What the task asks:
Print each line exactly as it is given.

Labeled-object pointing entries:
>> Start
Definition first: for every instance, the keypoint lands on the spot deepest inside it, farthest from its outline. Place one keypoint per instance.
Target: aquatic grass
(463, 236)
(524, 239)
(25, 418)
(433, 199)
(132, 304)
>> End
Exercise solution:
Definition first: for every instance, the keypoint lands on the spot deepest inside it, farthest from its outline. Place one keypoint per instance.
Target: aquatic grass
(463, 236)
(524, 239)
(25, 418)
(433, 199)
(132, 304)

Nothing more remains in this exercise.